═════ Data rows ═════
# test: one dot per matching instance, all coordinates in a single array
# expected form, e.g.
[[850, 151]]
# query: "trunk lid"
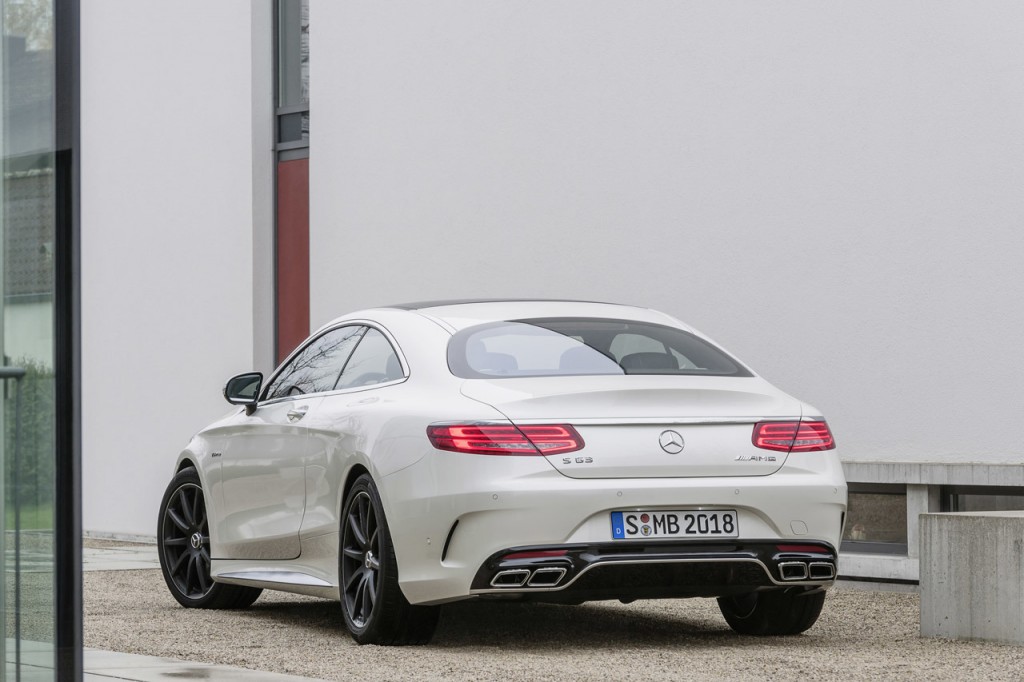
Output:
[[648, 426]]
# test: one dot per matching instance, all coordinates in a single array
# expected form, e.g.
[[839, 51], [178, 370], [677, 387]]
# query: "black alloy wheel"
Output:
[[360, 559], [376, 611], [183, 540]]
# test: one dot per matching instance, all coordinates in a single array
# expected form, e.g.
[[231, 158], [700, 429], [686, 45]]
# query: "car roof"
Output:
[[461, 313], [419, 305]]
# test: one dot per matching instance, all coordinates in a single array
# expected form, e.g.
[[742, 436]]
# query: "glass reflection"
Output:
═════
═════ Data rows ═════
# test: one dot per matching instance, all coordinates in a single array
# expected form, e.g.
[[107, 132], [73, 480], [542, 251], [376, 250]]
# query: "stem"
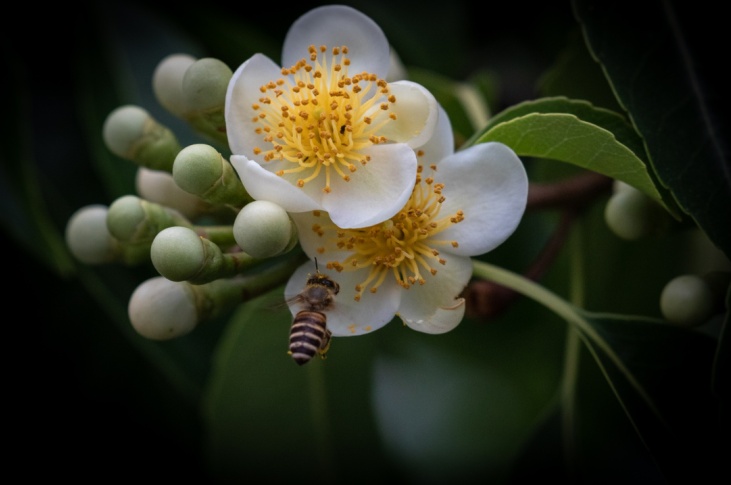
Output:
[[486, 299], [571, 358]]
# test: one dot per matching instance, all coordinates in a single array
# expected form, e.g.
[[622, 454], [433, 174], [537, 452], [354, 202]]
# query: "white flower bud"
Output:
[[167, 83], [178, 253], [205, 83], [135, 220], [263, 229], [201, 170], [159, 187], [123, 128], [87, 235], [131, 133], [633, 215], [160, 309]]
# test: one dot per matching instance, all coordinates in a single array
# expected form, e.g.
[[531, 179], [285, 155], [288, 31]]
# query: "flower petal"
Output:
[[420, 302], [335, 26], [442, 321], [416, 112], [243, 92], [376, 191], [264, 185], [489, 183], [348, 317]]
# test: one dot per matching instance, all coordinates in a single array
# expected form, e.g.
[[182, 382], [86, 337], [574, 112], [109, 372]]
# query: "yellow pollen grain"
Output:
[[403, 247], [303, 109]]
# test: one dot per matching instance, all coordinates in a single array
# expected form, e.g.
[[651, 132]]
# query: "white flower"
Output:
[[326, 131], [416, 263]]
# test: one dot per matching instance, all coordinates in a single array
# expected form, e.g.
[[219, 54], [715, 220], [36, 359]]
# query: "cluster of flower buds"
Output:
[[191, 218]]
═════
# Set problem
Pull out every line of the records that holds the string "flower", and copy each one as it appears.

# Complete output
# query: "white flower bud"
# query: "flower petal"
# query: "white flower"
# query: "cluster of flower buds"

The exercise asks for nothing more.